* AIM OF THE EXERCISE
Which of the lines in the records below hold the string "clicks"? Copy every one of them.

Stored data
=====

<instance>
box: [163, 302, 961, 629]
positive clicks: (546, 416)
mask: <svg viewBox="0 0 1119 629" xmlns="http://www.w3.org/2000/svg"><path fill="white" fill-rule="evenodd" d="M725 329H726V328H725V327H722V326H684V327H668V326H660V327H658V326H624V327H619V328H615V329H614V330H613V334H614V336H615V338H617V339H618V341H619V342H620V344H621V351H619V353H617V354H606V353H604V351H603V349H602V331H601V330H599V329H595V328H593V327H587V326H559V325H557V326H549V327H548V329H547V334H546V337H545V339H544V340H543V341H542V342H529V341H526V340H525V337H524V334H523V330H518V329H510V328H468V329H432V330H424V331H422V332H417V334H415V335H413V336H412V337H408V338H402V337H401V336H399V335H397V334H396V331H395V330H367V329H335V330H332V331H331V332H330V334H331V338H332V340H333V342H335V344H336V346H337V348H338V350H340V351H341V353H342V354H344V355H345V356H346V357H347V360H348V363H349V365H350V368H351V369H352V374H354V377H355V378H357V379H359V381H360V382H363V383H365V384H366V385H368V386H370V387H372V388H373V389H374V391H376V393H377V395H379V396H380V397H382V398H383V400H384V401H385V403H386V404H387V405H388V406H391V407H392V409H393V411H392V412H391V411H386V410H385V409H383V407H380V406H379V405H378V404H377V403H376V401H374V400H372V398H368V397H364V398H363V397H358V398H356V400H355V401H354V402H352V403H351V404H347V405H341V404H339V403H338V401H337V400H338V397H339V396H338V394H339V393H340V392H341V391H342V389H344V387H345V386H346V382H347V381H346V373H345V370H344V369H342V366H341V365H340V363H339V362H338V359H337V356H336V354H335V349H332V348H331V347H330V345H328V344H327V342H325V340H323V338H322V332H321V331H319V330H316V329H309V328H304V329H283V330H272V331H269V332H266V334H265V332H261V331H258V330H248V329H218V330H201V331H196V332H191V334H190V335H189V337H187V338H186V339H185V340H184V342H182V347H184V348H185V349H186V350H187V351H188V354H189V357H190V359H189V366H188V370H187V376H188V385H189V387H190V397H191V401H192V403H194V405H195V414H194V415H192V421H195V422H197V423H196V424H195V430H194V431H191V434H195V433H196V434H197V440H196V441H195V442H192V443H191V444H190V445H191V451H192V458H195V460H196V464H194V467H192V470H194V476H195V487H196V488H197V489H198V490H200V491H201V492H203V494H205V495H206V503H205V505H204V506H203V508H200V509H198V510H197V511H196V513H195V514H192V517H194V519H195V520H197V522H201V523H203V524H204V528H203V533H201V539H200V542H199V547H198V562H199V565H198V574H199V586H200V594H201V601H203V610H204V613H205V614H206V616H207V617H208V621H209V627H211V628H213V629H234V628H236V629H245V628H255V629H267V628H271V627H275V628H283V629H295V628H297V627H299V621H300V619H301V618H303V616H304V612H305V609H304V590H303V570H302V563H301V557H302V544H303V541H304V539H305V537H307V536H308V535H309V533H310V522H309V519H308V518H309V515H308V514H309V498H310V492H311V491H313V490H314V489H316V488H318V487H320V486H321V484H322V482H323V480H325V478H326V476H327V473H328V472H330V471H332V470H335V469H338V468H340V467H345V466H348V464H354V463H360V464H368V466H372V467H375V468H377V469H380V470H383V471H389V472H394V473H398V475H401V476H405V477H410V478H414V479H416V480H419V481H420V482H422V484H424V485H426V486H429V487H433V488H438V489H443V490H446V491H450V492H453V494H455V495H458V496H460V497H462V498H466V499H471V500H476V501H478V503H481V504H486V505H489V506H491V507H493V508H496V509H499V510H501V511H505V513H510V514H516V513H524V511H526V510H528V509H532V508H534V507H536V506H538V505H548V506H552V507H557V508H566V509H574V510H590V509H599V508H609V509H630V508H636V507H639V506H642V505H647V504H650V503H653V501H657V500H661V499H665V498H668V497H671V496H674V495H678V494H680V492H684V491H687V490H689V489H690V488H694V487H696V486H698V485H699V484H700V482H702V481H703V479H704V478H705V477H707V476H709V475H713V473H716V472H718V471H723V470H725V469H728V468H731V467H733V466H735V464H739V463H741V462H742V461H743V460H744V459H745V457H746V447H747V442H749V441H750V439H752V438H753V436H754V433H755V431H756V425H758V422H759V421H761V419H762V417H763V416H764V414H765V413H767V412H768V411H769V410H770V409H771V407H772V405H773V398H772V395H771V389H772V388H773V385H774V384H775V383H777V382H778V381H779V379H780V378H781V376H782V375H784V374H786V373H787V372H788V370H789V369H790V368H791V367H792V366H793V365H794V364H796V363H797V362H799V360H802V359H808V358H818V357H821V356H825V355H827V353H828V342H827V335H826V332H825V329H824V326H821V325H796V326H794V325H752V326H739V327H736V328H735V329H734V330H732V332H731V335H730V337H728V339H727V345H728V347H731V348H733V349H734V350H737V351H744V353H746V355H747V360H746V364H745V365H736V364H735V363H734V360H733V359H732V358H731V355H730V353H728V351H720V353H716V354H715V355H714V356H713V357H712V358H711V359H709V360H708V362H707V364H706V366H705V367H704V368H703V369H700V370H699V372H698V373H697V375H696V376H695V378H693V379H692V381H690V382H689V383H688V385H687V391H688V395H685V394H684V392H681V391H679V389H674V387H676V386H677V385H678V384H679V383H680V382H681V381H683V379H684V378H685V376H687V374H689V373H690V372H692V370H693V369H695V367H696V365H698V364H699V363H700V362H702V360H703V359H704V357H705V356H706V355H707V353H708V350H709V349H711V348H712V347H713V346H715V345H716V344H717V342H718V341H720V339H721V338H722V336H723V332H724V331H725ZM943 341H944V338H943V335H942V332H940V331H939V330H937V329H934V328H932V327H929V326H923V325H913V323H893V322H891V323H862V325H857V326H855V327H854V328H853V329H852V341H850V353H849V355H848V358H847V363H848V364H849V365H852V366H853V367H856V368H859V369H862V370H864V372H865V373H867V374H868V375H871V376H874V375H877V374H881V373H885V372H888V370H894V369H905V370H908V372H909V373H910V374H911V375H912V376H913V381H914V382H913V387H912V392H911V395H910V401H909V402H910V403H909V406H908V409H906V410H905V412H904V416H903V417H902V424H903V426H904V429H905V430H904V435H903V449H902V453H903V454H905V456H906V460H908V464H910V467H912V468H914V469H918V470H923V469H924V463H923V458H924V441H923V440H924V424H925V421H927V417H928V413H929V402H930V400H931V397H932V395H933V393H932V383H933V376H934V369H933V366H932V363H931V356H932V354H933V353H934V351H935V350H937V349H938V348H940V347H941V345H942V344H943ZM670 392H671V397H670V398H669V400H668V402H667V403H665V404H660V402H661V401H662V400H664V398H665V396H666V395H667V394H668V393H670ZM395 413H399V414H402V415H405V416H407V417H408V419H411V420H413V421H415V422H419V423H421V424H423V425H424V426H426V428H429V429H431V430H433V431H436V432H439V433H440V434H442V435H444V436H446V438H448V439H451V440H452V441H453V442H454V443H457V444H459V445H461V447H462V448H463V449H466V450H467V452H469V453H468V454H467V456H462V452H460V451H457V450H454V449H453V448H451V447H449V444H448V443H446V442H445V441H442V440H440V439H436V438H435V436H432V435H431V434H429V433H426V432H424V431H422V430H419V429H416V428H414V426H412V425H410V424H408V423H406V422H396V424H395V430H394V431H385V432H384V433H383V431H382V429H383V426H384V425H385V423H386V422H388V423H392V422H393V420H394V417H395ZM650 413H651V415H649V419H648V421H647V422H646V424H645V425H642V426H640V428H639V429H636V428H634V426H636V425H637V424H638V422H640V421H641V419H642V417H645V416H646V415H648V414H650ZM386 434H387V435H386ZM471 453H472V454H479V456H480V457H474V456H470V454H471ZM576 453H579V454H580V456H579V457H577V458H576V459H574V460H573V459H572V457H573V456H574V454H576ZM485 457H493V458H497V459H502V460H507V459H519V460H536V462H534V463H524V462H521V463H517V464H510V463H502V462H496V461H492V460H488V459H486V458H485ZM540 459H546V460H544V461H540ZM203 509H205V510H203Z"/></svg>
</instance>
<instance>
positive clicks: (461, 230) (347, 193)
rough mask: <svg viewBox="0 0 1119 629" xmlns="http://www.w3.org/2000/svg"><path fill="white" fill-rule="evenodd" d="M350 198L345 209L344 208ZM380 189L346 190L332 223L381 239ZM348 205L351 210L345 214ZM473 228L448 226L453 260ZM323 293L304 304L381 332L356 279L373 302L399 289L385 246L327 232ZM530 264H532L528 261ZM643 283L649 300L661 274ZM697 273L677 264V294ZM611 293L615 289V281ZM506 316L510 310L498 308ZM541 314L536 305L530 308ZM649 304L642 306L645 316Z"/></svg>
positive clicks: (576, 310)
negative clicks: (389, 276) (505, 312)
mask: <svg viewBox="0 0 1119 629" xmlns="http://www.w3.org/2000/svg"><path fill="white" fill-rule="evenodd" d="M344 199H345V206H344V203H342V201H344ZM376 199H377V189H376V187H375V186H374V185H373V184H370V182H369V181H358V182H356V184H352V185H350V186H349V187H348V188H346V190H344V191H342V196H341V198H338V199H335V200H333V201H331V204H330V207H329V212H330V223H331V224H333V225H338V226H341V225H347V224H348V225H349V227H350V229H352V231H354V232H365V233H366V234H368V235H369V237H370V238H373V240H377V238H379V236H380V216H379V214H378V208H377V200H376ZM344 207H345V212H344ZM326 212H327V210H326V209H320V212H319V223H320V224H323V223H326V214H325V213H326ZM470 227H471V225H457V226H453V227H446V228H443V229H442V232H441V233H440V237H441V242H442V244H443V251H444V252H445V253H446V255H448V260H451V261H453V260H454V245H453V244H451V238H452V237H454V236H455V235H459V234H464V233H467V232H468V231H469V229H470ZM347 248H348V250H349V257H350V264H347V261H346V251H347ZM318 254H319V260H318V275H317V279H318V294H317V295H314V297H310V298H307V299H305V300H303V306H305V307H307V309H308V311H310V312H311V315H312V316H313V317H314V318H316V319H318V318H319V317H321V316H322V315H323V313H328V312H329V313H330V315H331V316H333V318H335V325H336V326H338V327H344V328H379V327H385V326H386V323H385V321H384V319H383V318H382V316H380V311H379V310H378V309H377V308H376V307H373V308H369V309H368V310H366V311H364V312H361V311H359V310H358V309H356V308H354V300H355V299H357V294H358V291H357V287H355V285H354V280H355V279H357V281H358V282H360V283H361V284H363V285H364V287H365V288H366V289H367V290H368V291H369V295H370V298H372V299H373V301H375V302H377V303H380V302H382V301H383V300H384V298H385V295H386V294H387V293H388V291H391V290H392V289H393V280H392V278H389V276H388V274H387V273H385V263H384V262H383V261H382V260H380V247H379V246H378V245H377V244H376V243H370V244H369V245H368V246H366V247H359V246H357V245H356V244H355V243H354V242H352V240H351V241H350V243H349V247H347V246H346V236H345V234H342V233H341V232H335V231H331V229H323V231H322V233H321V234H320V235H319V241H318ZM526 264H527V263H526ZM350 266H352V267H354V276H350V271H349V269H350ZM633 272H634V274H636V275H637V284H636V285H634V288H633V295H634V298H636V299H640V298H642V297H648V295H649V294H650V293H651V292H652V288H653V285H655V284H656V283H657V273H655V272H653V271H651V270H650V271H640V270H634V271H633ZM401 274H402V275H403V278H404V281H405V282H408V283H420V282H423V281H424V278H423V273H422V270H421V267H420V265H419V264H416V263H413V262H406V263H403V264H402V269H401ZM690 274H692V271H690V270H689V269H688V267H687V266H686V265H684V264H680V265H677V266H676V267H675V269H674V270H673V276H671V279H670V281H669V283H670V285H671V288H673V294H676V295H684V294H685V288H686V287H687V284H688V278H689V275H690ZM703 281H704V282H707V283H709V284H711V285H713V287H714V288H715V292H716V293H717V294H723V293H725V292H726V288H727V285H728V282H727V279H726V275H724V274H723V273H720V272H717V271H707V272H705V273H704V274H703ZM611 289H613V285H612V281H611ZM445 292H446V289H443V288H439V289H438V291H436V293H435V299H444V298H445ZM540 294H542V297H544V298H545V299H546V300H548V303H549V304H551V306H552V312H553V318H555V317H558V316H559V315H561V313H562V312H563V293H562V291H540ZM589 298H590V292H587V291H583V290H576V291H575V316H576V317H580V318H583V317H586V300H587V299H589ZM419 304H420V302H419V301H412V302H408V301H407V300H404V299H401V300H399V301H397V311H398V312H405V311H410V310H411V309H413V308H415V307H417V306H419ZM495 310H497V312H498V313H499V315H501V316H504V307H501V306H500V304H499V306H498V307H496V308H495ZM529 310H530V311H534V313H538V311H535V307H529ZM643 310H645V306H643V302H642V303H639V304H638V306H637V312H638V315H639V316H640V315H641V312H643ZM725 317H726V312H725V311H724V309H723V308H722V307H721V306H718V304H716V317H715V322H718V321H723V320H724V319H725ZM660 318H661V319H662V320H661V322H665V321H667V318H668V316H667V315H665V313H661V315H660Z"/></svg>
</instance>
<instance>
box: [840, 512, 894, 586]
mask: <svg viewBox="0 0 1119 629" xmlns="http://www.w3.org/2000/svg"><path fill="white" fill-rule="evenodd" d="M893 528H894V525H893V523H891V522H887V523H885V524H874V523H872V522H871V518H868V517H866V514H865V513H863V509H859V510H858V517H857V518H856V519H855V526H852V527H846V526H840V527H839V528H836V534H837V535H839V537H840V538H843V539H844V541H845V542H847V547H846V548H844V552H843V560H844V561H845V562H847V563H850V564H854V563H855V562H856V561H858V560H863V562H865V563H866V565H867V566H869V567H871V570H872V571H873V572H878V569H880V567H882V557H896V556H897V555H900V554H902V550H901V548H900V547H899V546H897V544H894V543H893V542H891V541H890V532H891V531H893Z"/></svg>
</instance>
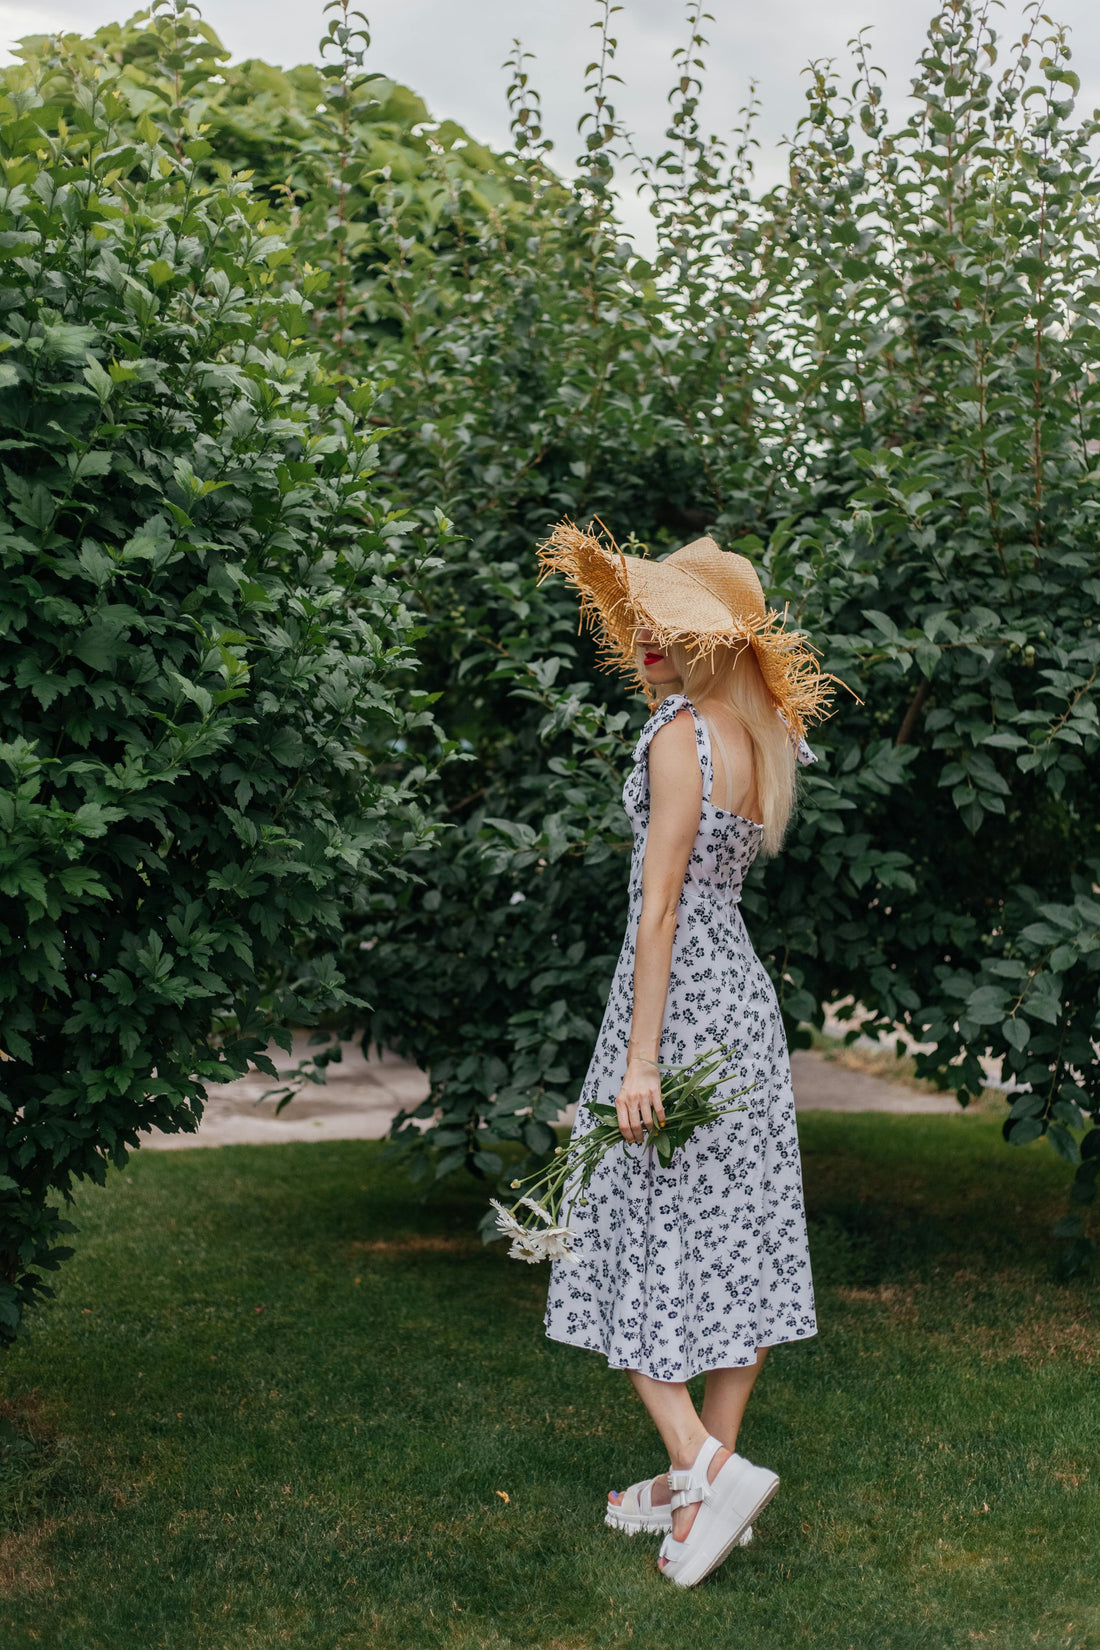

=====

* OUTPUT OF THE EXERCISE
positive clicks: (546, 416)
positive clicks: (461, 230) (347, 193)
positive clicks: (576, 310)
negative clicks: (389, 276) (505, 312)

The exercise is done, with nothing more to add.